** begin The records **

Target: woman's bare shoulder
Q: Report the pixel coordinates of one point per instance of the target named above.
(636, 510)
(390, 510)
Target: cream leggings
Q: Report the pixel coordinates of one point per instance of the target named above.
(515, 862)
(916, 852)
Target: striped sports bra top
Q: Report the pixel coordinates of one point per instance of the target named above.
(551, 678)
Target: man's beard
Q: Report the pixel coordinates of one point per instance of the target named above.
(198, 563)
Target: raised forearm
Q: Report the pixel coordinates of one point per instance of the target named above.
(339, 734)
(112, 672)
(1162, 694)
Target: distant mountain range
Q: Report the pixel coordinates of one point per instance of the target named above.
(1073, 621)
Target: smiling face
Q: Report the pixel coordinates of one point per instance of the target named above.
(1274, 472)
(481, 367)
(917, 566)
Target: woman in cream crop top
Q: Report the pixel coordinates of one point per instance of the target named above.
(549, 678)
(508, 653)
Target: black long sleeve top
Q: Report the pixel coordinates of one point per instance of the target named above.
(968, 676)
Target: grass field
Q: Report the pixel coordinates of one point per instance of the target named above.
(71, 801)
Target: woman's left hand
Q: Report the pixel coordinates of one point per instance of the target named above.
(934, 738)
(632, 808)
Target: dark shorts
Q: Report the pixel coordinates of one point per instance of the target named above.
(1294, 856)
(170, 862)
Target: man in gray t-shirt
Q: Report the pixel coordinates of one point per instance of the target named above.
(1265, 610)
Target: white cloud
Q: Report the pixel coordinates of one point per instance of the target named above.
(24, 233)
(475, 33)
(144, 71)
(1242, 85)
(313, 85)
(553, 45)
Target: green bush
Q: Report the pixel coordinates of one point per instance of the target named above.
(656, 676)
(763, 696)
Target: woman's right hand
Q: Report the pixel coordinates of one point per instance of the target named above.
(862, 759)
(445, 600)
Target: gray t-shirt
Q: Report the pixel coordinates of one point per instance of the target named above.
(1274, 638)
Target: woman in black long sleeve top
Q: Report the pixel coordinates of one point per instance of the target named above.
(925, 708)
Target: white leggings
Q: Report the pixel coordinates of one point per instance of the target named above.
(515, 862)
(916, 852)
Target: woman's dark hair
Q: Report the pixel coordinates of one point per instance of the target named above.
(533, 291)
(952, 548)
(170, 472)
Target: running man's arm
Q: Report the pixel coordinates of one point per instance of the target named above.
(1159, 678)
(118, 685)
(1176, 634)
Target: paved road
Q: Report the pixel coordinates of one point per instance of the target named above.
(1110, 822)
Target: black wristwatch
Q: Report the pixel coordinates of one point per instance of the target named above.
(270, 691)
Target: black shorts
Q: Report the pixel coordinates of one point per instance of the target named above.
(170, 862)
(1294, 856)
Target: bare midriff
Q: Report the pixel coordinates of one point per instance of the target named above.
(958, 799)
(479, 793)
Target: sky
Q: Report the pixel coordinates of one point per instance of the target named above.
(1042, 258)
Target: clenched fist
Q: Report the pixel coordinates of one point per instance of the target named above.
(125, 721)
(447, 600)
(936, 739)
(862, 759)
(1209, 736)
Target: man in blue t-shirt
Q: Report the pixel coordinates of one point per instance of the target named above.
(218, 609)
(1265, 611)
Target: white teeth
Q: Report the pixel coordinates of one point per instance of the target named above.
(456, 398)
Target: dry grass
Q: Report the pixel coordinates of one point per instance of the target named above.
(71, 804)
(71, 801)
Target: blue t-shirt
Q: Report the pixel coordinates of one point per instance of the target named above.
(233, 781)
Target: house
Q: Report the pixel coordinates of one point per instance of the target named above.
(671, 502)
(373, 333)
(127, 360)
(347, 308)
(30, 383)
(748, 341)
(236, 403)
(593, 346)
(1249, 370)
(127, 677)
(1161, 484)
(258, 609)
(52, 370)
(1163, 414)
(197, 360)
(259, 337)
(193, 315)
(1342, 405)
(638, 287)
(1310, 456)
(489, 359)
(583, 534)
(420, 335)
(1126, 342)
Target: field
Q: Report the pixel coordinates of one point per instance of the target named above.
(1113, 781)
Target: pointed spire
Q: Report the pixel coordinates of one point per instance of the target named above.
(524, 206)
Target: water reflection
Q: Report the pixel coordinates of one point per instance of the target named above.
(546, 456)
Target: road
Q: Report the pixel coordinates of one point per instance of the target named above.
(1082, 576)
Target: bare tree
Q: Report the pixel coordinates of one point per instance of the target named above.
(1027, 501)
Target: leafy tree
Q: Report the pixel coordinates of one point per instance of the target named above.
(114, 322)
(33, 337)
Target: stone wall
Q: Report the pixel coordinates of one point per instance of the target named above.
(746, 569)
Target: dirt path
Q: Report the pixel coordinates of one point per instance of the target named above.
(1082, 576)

** end The records **

Task to complete = Return every line of the listing above without any changes.

Task result =
Target: woman's bare shoulder
Q: Report the pixel coordinates of one point per instance of the target named above.
(636, 510)
(390, 510)
Target: cream leggings
Q: Report the pixel coordinates of one point per instance of the target named above.
(515, 862)
(916, 852)
Target: striped sports bra top
Q: Report the pixel coordinates of one point per instance of the target named above.
(551, 678)
Target: man's beard
Q: Report the pixel coordinates of one point per instance of the target named above.
(198, 563)
Target: raised forearm
Q: Report the pixel coordinates of one point per instance of the target named above.
(339, 734)
(112, 672)
(1162, 694)
Target: distant mountain range
Q: Report the pixel coordinates of one point per instance of the target named above.
(1073, 621)
Target: smiling face
Q: Report the pixel coordinates of one point per instance of the target named above.
(1274, 472)
(481, 367)
(917, 566)
Target: woman in cream crop top
Q: Report the pixel coordinates of one point per instance of the target named above.
(549, 678)
(508, 653)
Target: black long sleeve top
Q: Report the pixel coordinates of one point per instance of the target named above.
(968, 676)
Target: grass field
Q: Report the pixel coordinates of one point per instance of the target named above.
(71, 801)
Target: woman's left hand
Q: Report the pixel coordinates of one point per instance of the target named above.
(934, 738)
(632, 808)
Target: dark shorts
Q: Report the pixel coordinates of one point per instance of the target named above.
(1294, 856)
(170, 862)
Target: man in gray t-shirt
Q: Report the pixel coordinates of one point per instance of the target named above.
(1265, 610)
Target: white cloud
Q: Report the pixel coordinates of one point per instance of the target named above.
(24, 233)
(475, 33)
(144, 71)
(1242, 85)
(313, 85)
(553, 45)
Target: green bush
Q: Report the pixel coordinates of one point per instance of the target named above.
(656, 676)
(763, 696)
Target: woman's right hand
Q: Report the pixel coordinates of one point per instance of the target named above.
(862, 759)
(445, 600)
Target: gray t-shirt
Q: Report the pixel coordinates of one point per instance of the target named above.
(1274, 638)
Target: woman in black long sleeve top
Q: Report the pixel coordinates of one point per instance of the target named above.
(925, 708)
Target: white leggings
Q: Report the pixel coordinates of one point per instance of the target named above.
(515, 862)
(916, 852)
Target: woman's dark hair
Q: Report the pixel coordinates of one point per instance of the target named above.
(533, 291)
(952, 548)
(170, 472)
Target: running man's arm
Q: Report the pixel coordinates of one point per instance of the target named above.
(1159, 678)
(118, 685)
(1176, 634)
Target: paved road
Q: Report the pixel coordinates of one point per instance of the target named above.
(1110, 822)
Target: black wristwatch
Q: Report the pixel coordinates of one point per instance of the target named above.
(270, 691)
Target: black shorts
Q: Report the pixel coordinates of one point per instance of the target named above.
(170, 862)
(1294, 856)
Target: bare midriff
Q: Report the pixel coordinates of one point per instance of the target named above.
(958, 799)
(479, 793)
Target: sky
Q: Report the pixel coordinates of one point per instance of the target named above.
(1042, 258)
Target: clenched fist
Q: Report the pixel coordinates of one point per instance of the target named above.
(125, 721)
(447, 600)
(936, 739)
(862, 759)
(1209, 736)
Target: man in blue t-shirt
Q: Report the pixel coordinates of one point per instance of the target named above.
(218, 609)
(1265, 611)
Target: white teeth
Q: Report the pixel coordinates of one point per instance of the target named above.
(456, 398)
Target: dry grass
Q: Report the pixel coordinates of one point per instance of the target named above.
(71, 804)
(71, 801)
Target: blue t-shirt
Q: Report the pixel coordinates of one point per instance of the target named above.
(233, 781)
Target: house
Q: Report the pixel coordinates of one point per instance of the target named above.
(671, 502)
(373, 333)
(127, 360)
(347, 308)
(30, 383)
(748, 341)
(236, 403)
(593, 346)
(1249, 370)
(127, 677)
(1161, 484)
(258, 609)
(52, 370)
(1163, 414)
(197, 360)
(259, 337)
(193, 315)
(1342, 405)
(638, 287)
(1310, 456)
(489, 359)
(583, 534)
(420, 335)
(1126, 342)
Target: field
Q: Report the pixel coordinates of one point per instance of the target named above.
(1113, 781)
Target: pointed spire
Q: Report the pixel coordinates of one point per instance of the target named above.
(524, 206)
Target: water reflection
Q: Report the pixel coordinates of one point per instance of the target named above.
(546, 456)
Target: road
Q: Report the pixel coordinates of one point per instance of the target named above.
(1082, 576)
Target: bare tree
Q: Report the pixel coordinates of one point per instance of the target named above.
(1027, 501)
Target: leafy tree
Q: Report the pixel coordinates of one point per instance of the target named above.
(114, 322)
(33, 337)
Target: stone wall
Q: Report the pixel coordinates of one point per instance of the target named above.
(746, 569)
Target: dirt path
Q: Report the pixel coordinates of one point per instance of the target named above.
(1082, 576)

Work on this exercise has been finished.